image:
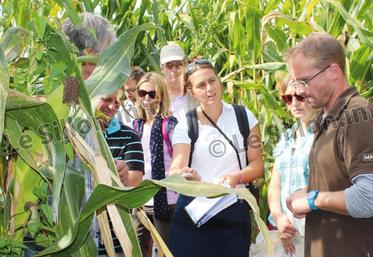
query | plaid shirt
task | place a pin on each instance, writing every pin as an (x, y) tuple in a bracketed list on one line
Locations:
[(291, 158)]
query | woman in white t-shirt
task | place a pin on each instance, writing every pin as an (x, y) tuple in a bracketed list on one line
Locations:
[(155, 126), (214, 159)]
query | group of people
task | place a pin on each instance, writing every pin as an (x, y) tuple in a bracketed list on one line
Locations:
[(320, 195)]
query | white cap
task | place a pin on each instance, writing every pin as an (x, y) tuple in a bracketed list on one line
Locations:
[(171, 52)]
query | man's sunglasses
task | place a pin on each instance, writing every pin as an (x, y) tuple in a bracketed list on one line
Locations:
[(192, 67), (143, 93), (288, 99)]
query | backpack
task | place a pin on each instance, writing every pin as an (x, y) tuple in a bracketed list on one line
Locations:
[(243, 125), (168, 124)]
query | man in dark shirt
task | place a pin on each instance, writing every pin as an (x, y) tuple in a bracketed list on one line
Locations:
[(91, 37), (338, 203)]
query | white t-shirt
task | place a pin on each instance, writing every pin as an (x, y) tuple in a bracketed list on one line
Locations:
[(181, 105), (145, 142), (127, 114), (213, 156)]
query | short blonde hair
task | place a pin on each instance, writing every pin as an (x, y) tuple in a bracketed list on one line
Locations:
[(321, 49), (161, 95)]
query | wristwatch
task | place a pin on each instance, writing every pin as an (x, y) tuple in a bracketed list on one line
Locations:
[(311, 197)]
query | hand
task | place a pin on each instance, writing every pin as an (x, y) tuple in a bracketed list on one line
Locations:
[(288, 246), (298, 204), (286, 228), (232, 179), (122, 169), (190, 174)]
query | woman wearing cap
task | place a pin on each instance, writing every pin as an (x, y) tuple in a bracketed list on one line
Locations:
[(290, 171), (172, 60), (227, 233), (155, 126)]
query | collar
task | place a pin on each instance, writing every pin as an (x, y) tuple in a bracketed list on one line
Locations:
[(340, 104), (114, 126)]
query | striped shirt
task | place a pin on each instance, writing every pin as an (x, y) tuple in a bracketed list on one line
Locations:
[(124, 144)]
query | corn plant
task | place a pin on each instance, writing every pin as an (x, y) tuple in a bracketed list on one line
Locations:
[(244, 39)]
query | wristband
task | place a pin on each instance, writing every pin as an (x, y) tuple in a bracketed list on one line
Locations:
[(241, 178), (311, 197)]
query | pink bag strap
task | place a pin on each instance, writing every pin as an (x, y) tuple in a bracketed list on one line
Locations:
[(166, 137)]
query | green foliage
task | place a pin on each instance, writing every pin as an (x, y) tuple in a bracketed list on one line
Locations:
[(245, 40)]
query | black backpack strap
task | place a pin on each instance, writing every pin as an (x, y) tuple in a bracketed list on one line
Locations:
[(243, 125), (192, 122)]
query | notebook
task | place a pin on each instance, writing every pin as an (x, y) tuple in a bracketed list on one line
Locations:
[(202, 209)]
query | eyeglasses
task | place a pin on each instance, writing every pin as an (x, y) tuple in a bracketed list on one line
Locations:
[(302, 84), (288, 99), (130, 90), (192, 67), (143, 93)]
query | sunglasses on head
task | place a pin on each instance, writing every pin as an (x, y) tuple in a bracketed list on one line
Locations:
[(288, 99), (192, 67), (143, 93)]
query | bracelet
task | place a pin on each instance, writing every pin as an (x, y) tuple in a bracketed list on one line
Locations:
[(241, 178)]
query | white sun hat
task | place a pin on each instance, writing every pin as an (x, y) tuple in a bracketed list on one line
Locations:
[(171, 52)]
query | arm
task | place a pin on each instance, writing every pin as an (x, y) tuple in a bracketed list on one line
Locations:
[(179, 164), (133, 158), (128, 177), (285, 227), (256, 164), (355, 201), (327, 201)]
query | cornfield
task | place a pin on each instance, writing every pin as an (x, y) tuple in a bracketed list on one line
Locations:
[(245, 40)]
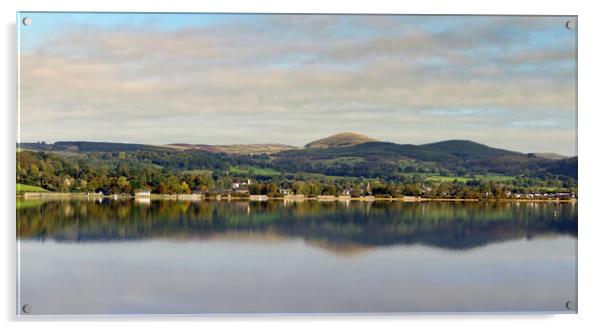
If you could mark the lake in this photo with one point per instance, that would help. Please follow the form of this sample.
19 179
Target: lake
176 257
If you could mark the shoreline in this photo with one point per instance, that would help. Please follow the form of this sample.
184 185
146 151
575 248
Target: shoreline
293 198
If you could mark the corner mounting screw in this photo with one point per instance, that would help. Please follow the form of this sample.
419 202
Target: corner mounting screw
26 309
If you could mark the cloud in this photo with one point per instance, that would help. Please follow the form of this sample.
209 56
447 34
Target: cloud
259 75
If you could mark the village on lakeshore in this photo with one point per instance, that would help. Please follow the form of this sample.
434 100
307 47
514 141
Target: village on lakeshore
246 189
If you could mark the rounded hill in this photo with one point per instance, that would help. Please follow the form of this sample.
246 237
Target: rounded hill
346 139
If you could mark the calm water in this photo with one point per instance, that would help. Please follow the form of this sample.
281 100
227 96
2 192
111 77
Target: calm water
167 257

------------------------

YOUR OBJECTIVE:
A faithful, word-for-word copy of the records above, pictures left out, is the answer.

YOUR RESPONSE:
image:
query | plaid shirt
task | place a pin on each instance, writing every pin as an (x, y) tuple in a bracketed list on one line
Locations:
[(291, 158)]
query | woman in white t-shirt
task | place a pin on each instance, writing every pin as an (x, y) tuple in a bracketed list on one line
Locations:
[(155, 126), (214, 159)]
query | group of people
task | place a pin on each instance, writing every pin as an (x, y) tuple in a bracketed list on one line
Locations:
[(320, 195)]
query | white cap
task | place a pin on each instance, writing every pin as an (x, y) tuple in a bracketed list on one line
Locations:
[(171, 52)]
query | man's sunglasses
task | place a pin on each instance, writing every pin as an (x, y) tuple in a bracketed list on one line
Locations:
[(192, 67), (143, 93), (288, 99)]
query | backpack
task | place a pin on each instance, writing every pin as an (x, y) tuple in a bracketed list on one line
Locations:
[(243, 125), (168, 124)]
query | man in dark shirt
task | place a pin on each instance, writing every pin as an (x, y) tuple in a bracketed list on one line
Locations:
[(91, 37), (338, 203)]
query | white t-shirt
task | place a pin on each instance, writing every pin as an (x, y) tuple in a bracketed list on one line
Locations:
[(181, 105), (145, 142), (127, 114), (213, 156)]
query | short blonde hair
task | place a pin on each instance, writing every pin as an (x, y) tuple in a bracketed list on one line
Locations:
[(321, 49), (161, 95)]
query | wristwatch
task | place a pin on each instance, writing every pin as an (x, y) tuple in a bracketed list on one line
Locations:
[(311, 197)]
query | hand
task | place a pin on each instance, writing every pin as an (x, y) tuple in a bracketed list on one line
Locations:
[(288, 246), (298, 204), (286, 228), (232, 179), (122, 169), (190, 174)]
query | woman wearing cap
task | place a pin on each instance, writing every pin as an (x, y) tuple in a bracketed list on one line
Locations:
[(290, 171), (172, 60), (227, 233), (155, 126)]
query | collar
task | place a pin on each instance, writing every pin as an (x, y) tuple in a bracketed list on one line
Locations:
[(340, 104), (114, 126)]
query | striped shirt
task | place a pin on each instance, writing every pin as an (x, y) tuple in a bracketed list on one line
Locations:
[(124, 144)]
query | corn plant
task | place a pin on each instance, writing every pin as an (x, y) tuple in a bracketed list on one line
Locations:
[(244, 39)]
query | wristband
task | place a pin on each instance, writing every pin as an (x, y) tuple in a bracketed list on one line
Locations:
[(241, 178), (311, 197)]
query | pink bag strap
task | place a pin on each instance, writing every pin as an (x, y) tuple in a bracketed list on one line
Locations:
[(166, 137)]
query | green foliage
task | place a pin on each instance, writing every pin as an (x, y) tuple in a bracketed list on one line
Locations:
[(245, 40)]
query | black backpack strap
task | place a pin on each instance, writing every pin as an (x, y) tuple in a bracketed list on one line
Locations:
[(243, 125), (192, 122)]
query | notebook
task | place a pin on each instance, writing every pin as an (x, y) tuple in a bracketed list on one line
Locations:
[(202, 209)]
query | eyeglasses
task | place a pin on each instance, writing every pin as an (x, y) tuple in a bracketed list on one line
Locations:
[(302, 84), (288, 99), (130, 90), (192, 67), (143, 93)]
query | sunglasses on head
task | place a pin on each instance, writing every pin as an (x, y) tuple in a bracketed list on one line
Locations:
[(288, 99), (192, 67), (143, 93)]
query | bracelet
task | place a pin on each instance, writing every pin as an (x, y) tuple in a bracketed list on one line
Locations:
[(241, 178)]
query | white sun hat
task | place a pin on each instance, writing every pin as an (x, y) tuple in a bracketed list on one line
Locations:
[(171, 52)]
query | arm
task | place a pin on each instance, writing every pin as an (x, y) tuple in a bracketed list on one line
Locations:
[(179, 164), (133, 158), (128, 177), (285, 227), (256, 164), (355, 201), (327, 201)]
query | cornfield
task | place a pin on each instance, writing every pin as an (x, y) tuple in a bracketed list on one line
Locations:
[(245, 40)]
If you could mark the lake in this photo with one point per instance, that would help. Please follow the form of this sample.
19 179
Target: lake
176 257
If you could mark the shoreline in this photo with one point per instance, that would help. Please follow the form of this sample.
184 185
146 151
575 248
Target: shoreline
293 198
If you could mark the corner mounting screw in this photo with one point per instance, that would help. Please follow the form of this sample.
419 202
Target: corner mounting screw
26 309
If you could mark the cloud in this photo with one point per instance, that would help. Please follow the form of this sample.
209 56
447 34
Target: cloud
259 75
If you could mark the village on lakeshore in this photo with one point per instance, that would help. Please follow the form of this sample.
434 100
307 47
514 141
Target: village on lakeshore
246 189
If you could mark the rounded hill in this photo with one point per instance, that would help. Please follow the form of this sample.
246 237
Target: rounded hill
346 139
If you could mark the calm water in this photo with one point per instance, that would help. Please follow the form of this sample.
281 100
227 96
2 192
111 77
Target: calm water
167 257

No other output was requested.